* **Material provided**
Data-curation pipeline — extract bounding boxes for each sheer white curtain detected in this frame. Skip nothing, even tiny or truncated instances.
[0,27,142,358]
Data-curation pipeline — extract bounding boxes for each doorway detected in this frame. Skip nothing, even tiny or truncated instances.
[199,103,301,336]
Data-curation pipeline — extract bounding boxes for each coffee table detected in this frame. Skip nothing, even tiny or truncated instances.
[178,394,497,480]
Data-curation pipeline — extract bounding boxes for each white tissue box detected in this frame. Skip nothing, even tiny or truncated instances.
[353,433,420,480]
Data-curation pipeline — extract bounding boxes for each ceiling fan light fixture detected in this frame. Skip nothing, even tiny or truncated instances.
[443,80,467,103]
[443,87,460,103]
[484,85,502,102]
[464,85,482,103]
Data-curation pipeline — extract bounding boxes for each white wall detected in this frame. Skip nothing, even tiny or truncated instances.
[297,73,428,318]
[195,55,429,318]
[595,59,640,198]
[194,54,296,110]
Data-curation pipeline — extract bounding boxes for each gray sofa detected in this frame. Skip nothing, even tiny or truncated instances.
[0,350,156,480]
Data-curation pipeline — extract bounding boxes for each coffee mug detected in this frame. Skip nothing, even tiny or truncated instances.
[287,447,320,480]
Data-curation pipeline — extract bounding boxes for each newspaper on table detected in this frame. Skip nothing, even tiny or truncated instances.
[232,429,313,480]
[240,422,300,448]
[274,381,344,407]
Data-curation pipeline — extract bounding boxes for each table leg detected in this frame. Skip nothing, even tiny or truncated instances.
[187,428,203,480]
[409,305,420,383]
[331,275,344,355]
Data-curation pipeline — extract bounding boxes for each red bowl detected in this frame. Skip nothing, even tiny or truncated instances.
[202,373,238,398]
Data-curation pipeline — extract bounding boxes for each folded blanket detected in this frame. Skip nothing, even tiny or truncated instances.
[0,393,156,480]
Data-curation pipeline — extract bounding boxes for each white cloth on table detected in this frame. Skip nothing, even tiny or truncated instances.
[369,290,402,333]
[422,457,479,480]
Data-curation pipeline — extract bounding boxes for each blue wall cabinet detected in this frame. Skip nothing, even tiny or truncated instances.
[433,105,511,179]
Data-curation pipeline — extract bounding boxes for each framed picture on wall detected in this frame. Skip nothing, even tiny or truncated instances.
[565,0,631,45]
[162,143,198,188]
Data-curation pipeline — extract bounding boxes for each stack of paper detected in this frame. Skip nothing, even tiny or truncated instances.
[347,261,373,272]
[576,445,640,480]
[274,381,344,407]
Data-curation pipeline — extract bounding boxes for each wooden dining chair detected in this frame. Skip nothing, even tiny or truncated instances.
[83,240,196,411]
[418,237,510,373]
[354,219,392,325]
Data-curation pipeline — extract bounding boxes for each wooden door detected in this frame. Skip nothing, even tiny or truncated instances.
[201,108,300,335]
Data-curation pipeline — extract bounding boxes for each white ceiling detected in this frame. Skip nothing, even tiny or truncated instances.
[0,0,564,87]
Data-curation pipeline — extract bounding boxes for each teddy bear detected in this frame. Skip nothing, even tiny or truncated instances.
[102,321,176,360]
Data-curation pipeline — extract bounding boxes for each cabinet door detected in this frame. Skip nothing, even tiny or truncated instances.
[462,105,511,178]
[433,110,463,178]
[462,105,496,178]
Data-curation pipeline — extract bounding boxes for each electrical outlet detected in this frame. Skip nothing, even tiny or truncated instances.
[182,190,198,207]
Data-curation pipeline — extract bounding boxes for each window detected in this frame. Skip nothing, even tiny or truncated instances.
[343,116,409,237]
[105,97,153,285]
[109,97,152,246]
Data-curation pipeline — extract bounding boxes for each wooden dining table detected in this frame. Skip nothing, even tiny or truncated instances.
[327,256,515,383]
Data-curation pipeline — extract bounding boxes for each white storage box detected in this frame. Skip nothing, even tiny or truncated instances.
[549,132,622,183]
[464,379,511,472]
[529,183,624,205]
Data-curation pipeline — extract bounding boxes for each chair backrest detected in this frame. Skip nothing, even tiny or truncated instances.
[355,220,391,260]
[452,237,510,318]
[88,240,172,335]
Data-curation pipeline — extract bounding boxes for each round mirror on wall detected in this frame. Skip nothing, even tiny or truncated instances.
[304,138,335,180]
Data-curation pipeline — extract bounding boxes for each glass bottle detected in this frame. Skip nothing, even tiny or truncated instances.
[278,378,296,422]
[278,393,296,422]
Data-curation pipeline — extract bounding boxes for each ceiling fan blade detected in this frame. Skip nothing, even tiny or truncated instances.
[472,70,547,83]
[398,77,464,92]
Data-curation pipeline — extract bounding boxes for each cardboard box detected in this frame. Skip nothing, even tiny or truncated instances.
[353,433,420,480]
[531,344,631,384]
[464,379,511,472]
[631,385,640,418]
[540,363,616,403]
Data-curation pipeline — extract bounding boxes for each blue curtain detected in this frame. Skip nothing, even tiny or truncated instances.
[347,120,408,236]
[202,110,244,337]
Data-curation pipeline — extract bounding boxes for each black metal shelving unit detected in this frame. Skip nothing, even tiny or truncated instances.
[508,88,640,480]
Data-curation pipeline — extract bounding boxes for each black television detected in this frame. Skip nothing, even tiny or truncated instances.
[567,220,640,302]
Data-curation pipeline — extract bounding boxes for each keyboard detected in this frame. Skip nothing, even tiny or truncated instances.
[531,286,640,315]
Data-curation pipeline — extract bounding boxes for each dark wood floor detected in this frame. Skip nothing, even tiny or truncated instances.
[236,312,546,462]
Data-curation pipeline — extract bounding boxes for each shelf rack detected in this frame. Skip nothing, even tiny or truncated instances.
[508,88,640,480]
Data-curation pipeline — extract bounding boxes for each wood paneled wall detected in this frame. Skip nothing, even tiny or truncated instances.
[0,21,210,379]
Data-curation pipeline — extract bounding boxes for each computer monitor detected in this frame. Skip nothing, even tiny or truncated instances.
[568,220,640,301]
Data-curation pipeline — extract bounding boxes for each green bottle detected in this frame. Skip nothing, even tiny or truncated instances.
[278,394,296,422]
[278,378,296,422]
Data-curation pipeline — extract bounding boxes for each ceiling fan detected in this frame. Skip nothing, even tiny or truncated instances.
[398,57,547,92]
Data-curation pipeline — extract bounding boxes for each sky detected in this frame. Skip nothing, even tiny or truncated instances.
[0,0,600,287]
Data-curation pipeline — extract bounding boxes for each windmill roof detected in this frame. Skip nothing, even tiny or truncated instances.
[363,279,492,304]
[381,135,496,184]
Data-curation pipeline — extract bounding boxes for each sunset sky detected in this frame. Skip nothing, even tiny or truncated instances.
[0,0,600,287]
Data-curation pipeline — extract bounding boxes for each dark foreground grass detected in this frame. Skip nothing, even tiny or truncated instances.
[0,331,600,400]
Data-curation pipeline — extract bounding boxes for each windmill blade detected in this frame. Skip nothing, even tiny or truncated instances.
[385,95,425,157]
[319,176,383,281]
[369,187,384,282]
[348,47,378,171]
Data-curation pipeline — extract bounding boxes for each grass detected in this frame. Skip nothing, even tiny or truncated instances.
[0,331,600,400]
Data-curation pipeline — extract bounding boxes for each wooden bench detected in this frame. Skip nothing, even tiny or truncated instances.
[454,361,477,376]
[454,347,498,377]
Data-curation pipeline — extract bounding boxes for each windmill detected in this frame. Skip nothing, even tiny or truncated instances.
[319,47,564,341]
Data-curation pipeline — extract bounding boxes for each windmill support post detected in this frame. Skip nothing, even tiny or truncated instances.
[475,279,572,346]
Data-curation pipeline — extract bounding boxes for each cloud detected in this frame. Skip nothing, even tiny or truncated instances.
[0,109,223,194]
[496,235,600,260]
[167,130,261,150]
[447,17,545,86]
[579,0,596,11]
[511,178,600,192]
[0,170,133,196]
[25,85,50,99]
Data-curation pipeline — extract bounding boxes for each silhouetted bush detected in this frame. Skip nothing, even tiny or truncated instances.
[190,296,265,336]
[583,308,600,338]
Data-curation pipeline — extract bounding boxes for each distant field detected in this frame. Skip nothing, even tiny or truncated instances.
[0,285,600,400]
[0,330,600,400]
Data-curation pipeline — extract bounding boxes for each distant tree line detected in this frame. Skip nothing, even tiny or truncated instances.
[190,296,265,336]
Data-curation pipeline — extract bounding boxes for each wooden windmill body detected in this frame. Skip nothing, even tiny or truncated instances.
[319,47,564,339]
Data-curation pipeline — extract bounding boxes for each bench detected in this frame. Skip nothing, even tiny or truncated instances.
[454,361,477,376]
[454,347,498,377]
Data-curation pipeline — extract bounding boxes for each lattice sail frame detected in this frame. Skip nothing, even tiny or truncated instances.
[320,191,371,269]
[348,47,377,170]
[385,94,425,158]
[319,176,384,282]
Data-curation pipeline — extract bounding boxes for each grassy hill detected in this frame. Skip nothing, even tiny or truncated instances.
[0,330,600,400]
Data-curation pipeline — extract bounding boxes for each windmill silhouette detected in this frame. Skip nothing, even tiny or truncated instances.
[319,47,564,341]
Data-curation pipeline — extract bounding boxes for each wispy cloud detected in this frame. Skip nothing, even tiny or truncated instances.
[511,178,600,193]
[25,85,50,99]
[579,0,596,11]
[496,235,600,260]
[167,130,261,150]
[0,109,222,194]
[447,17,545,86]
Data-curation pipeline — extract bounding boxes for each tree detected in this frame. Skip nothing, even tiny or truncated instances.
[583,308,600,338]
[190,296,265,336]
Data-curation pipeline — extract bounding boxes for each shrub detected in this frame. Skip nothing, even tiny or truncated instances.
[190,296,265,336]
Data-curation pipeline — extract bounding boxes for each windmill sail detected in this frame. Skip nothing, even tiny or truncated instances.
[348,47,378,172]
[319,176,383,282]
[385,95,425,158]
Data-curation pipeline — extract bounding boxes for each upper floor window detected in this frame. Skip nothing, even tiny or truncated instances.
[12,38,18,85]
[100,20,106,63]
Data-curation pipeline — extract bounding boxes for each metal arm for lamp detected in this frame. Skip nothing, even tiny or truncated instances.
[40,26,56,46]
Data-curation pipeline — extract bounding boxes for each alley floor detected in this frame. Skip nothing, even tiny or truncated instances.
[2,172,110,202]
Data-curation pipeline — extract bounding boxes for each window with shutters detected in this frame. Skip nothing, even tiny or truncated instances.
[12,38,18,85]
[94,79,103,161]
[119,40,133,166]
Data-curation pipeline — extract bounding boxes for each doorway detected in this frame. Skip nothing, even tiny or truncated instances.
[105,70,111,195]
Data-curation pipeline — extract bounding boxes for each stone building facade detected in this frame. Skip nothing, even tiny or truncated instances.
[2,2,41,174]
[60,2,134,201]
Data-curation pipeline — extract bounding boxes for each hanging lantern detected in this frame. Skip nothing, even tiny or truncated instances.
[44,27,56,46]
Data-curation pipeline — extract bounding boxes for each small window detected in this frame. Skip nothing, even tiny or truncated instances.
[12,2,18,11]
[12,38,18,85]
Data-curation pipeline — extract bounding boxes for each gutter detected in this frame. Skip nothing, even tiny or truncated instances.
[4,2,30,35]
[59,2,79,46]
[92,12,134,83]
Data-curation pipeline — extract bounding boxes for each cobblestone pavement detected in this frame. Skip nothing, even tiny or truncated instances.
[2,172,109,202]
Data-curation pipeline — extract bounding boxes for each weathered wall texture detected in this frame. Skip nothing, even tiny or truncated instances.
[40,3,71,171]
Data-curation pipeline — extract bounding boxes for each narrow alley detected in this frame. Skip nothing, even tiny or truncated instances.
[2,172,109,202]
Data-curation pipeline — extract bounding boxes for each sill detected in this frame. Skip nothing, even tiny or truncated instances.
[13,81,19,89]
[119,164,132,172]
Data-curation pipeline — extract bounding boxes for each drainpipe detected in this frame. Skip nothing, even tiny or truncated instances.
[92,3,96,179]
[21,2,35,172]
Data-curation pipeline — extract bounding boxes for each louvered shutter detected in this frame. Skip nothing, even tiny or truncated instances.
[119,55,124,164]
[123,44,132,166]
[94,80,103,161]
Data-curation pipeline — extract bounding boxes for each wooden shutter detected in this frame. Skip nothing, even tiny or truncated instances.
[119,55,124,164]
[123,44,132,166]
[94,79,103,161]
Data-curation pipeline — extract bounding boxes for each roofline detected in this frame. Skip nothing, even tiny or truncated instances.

* **Written problem**
Copy verbatim the rows that open with the line containing "each windmill sail" and close with the line containing "[92,12,134,83]".

* **Right answer**
Data-curation pipeline — extract bounding boxes for each windmill sail detected in this frame. Skip nothing, even tiny or truncated instances.
[348,47,378,172]
[319,176,383,282]
[385,95,425,158]
Data-curation pipeline — extract bounding boxes for each upper floor window detected in this frame. Skip nothing, even tiny or truncated instances.
[12,38,18,85]
[100,20,106,63]
Data-curation pipeline — extract bounding boxes for each metal arm for lamp detected in this frame. Skip nothing, even tiny or truncated instances.
[40,26,56,46]
Data-curation pipeline — extract bounding boxes for each alley floor detected in this frame. Skip nothing, even tiny or truncated instances.
[2,172,110,202]
Data-curation pipeline — extract bounding boxes for each window with shutters detected in this frame. Skip nothing, even tiny or truncated instances.
[12,38,18,85]
[94,79,103,161]
[119,40,133,166]
Data-curation pipeline — extract bounding boxes for each doorway detected in this frame. Skip nothing, even tiny or truncated instances.
[105,70,111,195]
Data-curation pipeline — extract bounding boxes for each stone building facade detected in this frame. Skip nothing, even tiny or truncated instances.
[2,2,41,174]
[60,2,134,201]
Data-curation pipeline — extract bounding boxes for each hanging lantern detected in this frame. Skip nothing, even tiny or truncated instances.
[44,27,56,46]
Data-curation pipeline — extract bounding boxes for each small window detected in this frame. Skip nothing, even tiny or truncated instances.
[12,2,18,11]
[12,38,18,85]
Data-curation pipeline — extract bounding boxes for each gutter detected in this frame. Skip nothing, even tiny or truncated instances.
[4,2,30,35]
[59,2,79,46]
[92,12,134,83]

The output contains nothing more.